### Selected text:

■ ■ ■ ■

My article “What is a mathematical structure” (2013) came out (#).
"A notion of the mathematical structure was introduced at the beginning of XX century. However, for a long time, mathematical objects were believed to be given always together with some structure, not necessarily unique, but at least natural (canonical). And only a practice, e.g., of functional analysis has led to conclusion that a canonical structure need not exist. For instance, there are different “natural” topologies of a set of rational numbers, different smooth structures of a four-dimensional topological Euclidean space, different measures on a real line, and so on.
In mathematics, different types of structures are considered. These are an algebraic structure, a topological structure, cells whose notion generalizes the Boolean algebras and so on. In the first volume of their course, Bourbaki provide a description of a mathematical structure which enables them to define “espece de structure” and, thus, characterize and compare different structures. However, this is a structure of mathematical theories formulated in terms of logic. We aim to suggest a wider definition of a structure which absorbs the Bourbaki one and the others, but can not characterize different types of structures. This definition is based on a notion of the relation on a set, and it generalizes the definition of a relational system in set theory.
Morphisms and functions are structures in this sense that provides a wide circle of perspective applications of this notion of the structure to mathematical physics.
In particular, let us mention the notions of the universal structure on a set (see Section 2) and the abstract structure on its own elements. One can show that any structure is a constituent of a universal structure, and that any structure admits an exact representation as a constituent of some abstract structure.
Though we follow the von Neumann – Bernays – Gödel set theory, structures on sets only are considered unless otherwise stated. This is sufficient in order to investigate real, e.g., physical systems."

■ ■ ■ ■

Items listed in a dataset:
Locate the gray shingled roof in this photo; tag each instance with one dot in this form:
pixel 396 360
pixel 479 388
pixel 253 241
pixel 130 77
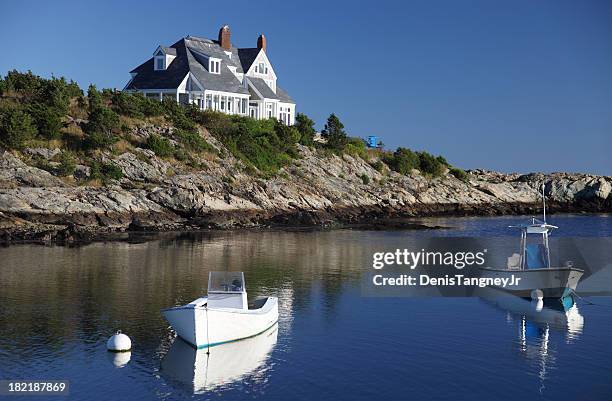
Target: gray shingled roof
pixel 147 78
pixel 262 87
pixel 282 95
pixel 225 81
pixel 247 56
pixel 191 54
pixel 169 50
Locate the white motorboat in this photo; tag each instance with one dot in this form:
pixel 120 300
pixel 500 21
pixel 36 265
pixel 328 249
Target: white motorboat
pixel 223 316
pixel 205 370
pixel 538 279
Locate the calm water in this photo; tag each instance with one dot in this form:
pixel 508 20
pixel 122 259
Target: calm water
pixel 58 305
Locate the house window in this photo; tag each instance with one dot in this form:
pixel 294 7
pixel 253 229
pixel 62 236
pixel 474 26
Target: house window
pixel 159 63
pixel 215 66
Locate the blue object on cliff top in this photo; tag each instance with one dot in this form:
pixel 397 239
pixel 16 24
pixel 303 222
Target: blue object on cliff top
pixel 372 141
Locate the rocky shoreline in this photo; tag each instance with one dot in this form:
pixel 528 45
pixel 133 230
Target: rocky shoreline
pixel 317 190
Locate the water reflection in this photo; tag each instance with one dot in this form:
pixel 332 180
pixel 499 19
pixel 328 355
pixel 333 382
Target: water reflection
pixel 535 321
pixel 199 371
pixel 119 359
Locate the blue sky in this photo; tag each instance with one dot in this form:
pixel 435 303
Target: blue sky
pixel 511 86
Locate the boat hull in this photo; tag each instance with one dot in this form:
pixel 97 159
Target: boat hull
pixel 554 282
pixel 204 327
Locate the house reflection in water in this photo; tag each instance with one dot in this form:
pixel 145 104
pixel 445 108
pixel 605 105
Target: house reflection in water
pixel 537 321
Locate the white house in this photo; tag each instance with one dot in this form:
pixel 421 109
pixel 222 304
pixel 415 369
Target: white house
pixel 215 75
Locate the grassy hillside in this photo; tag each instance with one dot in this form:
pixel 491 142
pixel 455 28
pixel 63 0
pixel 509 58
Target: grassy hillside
pixel 55 113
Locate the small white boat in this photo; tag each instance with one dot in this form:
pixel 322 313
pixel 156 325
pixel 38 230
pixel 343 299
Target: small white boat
pixel 205 370
pixel 223 316
pixel 532 266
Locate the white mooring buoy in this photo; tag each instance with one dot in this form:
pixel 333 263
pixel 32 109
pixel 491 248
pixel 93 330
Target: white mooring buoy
pixel 119 342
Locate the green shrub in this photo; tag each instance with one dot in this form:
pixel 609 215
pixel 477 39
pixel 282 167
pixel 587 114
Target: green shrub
pixel 98 140
pixel 357 147
pixel 102 119
pixel 403 160
pixel 112 171
pixel 135 105
pixel 48 120
pixel 160 145
pixel 266 145
pixel 460 174
pixel 193 140
pixel 378 166
pixel 430 165
pixel 16 126
pixel 305 127
pixel 335 134
pixel 67 164
pixel 105 171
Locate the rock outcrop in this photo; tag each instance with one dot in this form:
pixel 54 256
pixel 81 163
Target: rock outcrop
pixel 316 190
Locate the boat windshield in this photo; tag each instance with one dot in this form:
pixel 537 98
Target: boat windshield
pixel 226 282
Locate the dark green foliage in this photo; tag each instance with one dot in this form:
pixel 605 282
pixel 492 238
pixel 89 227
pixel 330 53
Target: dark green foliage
pixel 160 145
pixel 356 147
pixel 48 120
pixel 430 165
pixel 102 122
pixel 94 98
pixel 135 105
pixel 16 126
pixel 180 115
pixel 378 166
pixel 403 160
pixel 192 140
pixel 105 171
pixel 335 135
pixel 46 101
pixel 305 127
pixel 67 164
pixel 98 140
pixel 460 174
pixel 267 145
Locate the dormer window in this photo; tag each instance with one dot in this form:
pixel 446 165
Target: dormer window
pixel 261 68
pixel 214 66
pixel 163 57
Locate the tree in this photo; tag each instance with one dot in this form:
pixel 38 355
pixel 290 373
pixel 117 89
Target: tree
pixel 16 127
pixel 305 127
pixel 403 160
pixel 102 121
pixel 334 133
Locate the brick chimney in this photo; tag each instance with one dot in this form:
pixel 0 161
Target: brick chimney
pixel 224 35
pixel 261 42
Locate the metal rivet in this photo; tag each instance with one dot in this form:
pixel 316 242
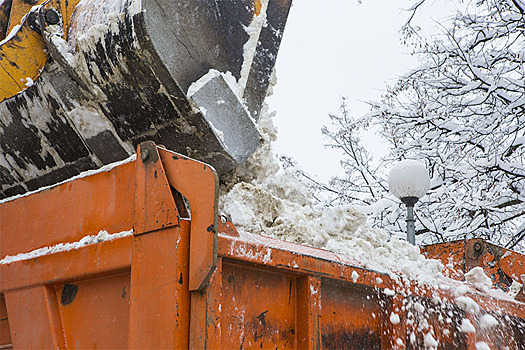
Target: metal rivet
pixel 144 155
pixel 52 17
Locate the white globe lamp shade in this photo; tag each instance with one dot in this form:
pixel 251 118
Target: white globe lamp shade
pixel 409 180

■ ■ ■ ■

### Problem:
Set down, word for word, the part of the mathematical structure text that begins at "In particular, let" and stops after "some abstract structure.".

### Reply:
In particular, let us mention the notions of the universal structure on a set (see Section 2) and the abstract structure on its own elements. One can show that any structure is a constituent of a universal structure, and that any structure admits an exact representation as a constituent of some abstract structure.